WRITTEN TASK A » In the records below, write out again every line from the one containing "car hood, each" through the end of the records, both ends included and requests kept as they are. Add -28 to each point coordinate in the answers, leaving the numbers in the requests and their format samples unchanged.

SOURCE TEXT »

Have you got the Crip Factor?

This weekend sees the final of the TV beast that is known as The X Factor. Not only does this mean that Louis Walsh will have more time on his hands to go in One Direction, it also means I can stop avoiding Twitter on a weekend evening in case I get bombarded with tweets about people who I don’t give a fuck about (unless Adrian Chiles gets a new show, of course. That’s highly unlikely any time soon).

It has got me thinking though. You don’t seem to see many disabled people on X Factor. Sure, we’ve seen many ‘special’ people on the programme over the years but I doubt they’d be able to claim disability benefits for being thick/weird. Saying that, with David Cameron in charge, even the bloke in the wheelchair on the BBC One idents will struggle to prove he’s entitled to benefits soon!

Disabled people would be great on the X Factor. For a start, we’ve all got ready made sob stories. We’d still embellish them a bit for maximum effect, of course.  As well as not being able to speak, I was thinking of being an orphan who then loses my foster parents who slip and die instantly in a freak public toilet accident at a service station in Carlisle on our way to visit my long lost brother. This, in turn, causes me to never to visit a public toilet again and results in me wetting my pants in Woolworths one day. The humiliation of that makes me a virtual recluse, only venturing out of the house to buy Fast Forward every week, not realising it isn’t even published any more. But, still, winning X Factor would make that all go away!

We are already emotionally fragile too, which seems to be another prerequisite for any X Factor contestant. If anything, we’d cope better with being judged and pointed at. It happens to us every day anyway! The only difference will be that it’ll be on television. As an aside, Channel 5 may object to ITV taking all their ‘documentary’ material away from them.

WRITTEN TASK B » Proceed with the piece above on disabled people and The X Factor, picking up after its last sentence.

MATERIALS PROVIDED »
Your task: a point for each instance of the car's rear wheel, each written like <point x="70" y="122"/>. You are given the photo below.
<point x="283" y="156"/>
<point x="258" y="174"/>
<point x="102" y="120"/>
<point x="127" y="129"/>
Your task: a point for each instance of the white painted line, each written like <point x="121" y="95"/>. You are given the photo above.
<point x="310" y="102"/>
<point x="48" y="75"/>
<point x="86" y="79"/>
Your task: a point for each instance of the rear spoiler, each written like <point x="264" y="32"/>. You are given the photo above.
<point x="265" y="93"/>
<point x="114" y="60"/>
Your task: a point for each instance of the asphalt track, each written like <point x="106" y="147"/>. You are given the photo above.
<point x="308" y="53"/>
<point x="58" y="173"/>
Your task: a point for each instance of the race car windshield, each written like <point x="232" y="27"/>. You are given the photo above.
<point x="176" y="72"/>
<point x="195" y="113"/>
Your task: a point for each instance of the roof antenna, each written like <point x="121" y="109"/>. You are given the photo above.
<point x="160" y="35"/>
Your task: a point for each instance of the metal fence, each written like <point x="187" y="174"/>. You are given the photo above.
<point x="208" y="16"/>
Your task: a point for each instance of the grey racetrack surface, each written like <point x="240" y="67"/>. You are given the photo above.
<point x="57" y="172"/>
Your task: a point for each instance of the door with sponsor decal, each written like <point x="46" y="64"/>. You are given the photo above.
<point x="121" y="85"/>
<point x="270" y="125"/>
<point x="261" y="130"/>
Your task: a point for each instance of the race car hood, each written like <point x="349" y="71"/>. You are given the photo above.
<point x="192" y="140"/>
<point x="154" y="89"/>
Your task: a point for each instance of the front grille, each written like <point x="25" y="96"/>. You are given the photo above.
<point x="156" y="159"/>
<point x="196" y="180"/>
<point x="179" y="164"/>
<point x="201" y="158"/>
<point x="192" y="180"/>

TASK OUTPUT A »
Your task: a point for each instance of the race car hood, each written like <point x="349" y="71"/>. You are given the photo above.
<point x="164" y="112"/>
<point x="126" y="61"/>
Your task: a point for each instance of the front grille, each written like <point x="25" y="96"/>. You are given the photo above.
<point x="128" y="131"/>
<point x="168" y="152"/>
<point x="151" y="136"/>
<point x="173" y="130"/>
<point x="164" y="152"/>

TASK OUTPUT B »
Ever since I was in that disabled Steps tribute band called ‘Ramps’, I’ve wanted to be famous. Yes, our dance to Tragedy wasn’t up to much. In fact, that’s better best forgotten. But that was the last thing on our minds. I actually applied to be on Pop Idol once just to see the looks on their faces when I walked on stage and couldn’t sing. That was in the days of applying by email and I never got invited to auditions. Bastards.

I propose that The X Factor have a spin off show hosted by Gordon Burns and called the ‘Crips On Factor’. We could have the most successful disabled musicians (and me) competing to be Crips On Factor champion. It’d be amazing television. Just imagine Ian Dury, Ludwig van Beethoven, Ray Charles and the asthmatic Kenny G all fighting it out to be in the final three. Ian Curtis would get kicked out for being a trouble maker obviously.

Of course, only three would make it all the way, and here they are…

STEVIE WONDER

STEPHEN HAWKING

AND, OF COURSE, ME SINGING ‘I’M A SCATMAN’ 

Or listen at

BUT WHO WINS, VOTE NOW…..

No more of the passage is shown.